## GOAL OF THE EXERCISE
Please express the entries below as a JSON list of strings, with one string for each line. Omit blank lines and leave out the pictures.

## GIVEN INFORMATION
▼

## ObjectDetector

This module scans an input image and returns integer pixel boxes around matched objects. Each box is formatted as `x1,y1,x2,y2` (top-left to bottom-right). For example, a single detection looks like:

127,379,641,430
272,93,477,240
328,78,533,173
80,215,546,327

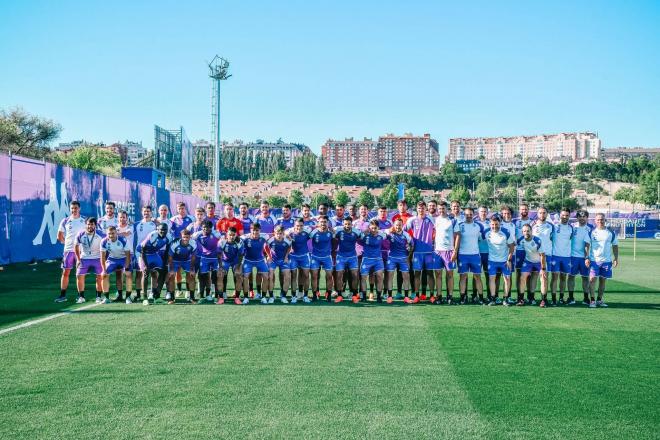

▲

## FINISHED EXERCISE
[
  "## ObjectDetector",
  "This module scans an input image and returns integer pixel boxes around matched objects. Each box is formatted as `x1,y1,x2,y2` (top-left to bottom-right). For example, a single detection looks like:",
  "127,379,641,430",
  "272,93,477,240",
  "328,78,533,173",
  "80,215,546,327"
]